◆ DIRECTIONS FOR THIS TASK ◆
Set out everything in the records below, from the line containing "the bride's hand" down to the last line of the records, as a JSON list of strings. Include both ends, give one string per line, and omit blank lines.

--- start of DATASET EXCERPTS ---

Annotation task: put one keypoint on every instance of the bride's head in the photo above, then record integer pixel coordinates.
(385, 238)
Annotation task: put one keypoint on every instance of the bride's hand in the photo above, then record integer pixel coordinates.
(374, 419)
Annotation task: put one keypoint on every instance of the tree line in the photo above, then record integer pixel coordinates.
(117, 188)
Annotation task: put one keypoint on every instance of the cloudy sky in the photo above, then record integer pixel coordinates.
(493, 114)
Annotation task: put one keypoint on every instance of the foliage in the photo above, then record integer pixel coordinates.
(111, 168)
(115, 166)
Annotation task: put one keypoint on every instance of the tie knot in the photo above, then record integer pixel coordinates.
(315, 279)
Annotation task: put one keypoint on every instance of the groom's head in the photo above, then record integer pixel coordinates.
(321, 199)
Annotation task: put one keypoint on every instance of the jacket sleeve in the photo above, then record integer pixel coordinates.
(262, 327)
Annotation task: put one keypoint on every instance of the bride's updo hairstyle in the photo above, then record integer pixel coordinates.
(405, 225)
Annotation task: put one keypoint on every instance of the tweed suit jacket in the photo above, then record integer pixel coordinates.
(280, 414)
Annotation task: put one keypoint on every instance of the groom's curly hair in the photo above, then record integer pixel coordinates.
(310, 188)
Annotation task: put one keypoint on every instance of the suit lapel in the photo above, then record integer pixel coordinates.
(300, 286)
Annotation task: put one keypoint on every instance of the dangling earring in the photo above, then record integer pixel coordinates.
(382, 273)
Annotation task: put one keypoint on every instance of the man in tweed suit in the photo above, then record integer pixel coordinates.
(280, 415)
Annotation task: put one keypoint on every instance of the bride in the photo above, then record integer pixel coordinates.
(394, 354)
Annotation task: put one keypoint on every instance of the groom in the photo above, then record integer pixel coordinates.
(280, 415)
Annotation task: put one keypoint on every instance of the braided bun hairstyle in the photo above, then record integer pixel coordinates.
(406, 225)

--- end of DATASET EXCERPTS ---

◆ WORKED SOLUTION ◆
[
  "Annotation task: put one keypoint on every instance of the bride's hand in the photo above, then record integer pixel coordinates.",
  "(374, 419)",
  "Annotation task: put one keypoint on every instance of the tree line in the photo above, then record integer pixel coordinates.",
  "(117, 188)",
  "Annotation task: put one keypoint on every instance of the cloudy sky in the photo above, then record integer pixel coordinates.",
  "(493, 114)",
  "Annotation task: put one keypoint on every instance of the foliage in the photo above, then record integer pixel coordinates.",
  "(111, 168)",
  "(115, 166)",
  "Annotation task: put one keypoint on every instance of the tie knot in the photo above, then record integer pixel coordinates.",
  "(315, 279)",
  "Annotation task: put one keypoint on every instance of the groom's head in the photo above, then record integer pixel coordinates.",
  "(321, 199)",
  "Annotation task: put one keypoint on every instance of the jacket sleeve in the photo above, then record integer pixel coordinates.",
  "(262, 327)",
  "Annotation task: put one keypoint on every instance of the bride's updo hairstyle in the photo above, then record integer pixel coordinates.",
  "(405, 225)",
  "Annotation task: put one keypoint on every instance of the tweed suit jacket in the photo above, then record integer pixel coordinates.",
  "(280, 414)",
  "Annotation task: put one keypoint on every instance of the groom's curly hair in the photo above, then record integer pixel coordinates.",
  "(310, 188)",
  "Annotation task: put one keypoint on every instance of the suit lapel in the photo above, then record integer pixel coordinates.",
  "(300, 286)",
  "Annotation task: put one keypoint on every instance of the dangling earring in the photo above, then record integer pixel coordinates.",
  "(382, 273)",
  "Annotation task: put one keypoint on every instance of the man in tweed suit in the photo above, then record integer pixel coordinates.",
  "(280, 415)",
  "Annotation task: put one keypoint on every instance of the bride in the photo above, then record integer pixel coordinates.",
  "(394, 354)",
  "Annotation task: put one keypoint on every instance of the groom in the photo above, then record integer pixel coordinates.",
  "(280, 415)",
  "Annotation task: put one keypoint on every instance of the braided bun hairstyle in the photo above, then record integer pixel coordinates.",
  "(406, 225)"
]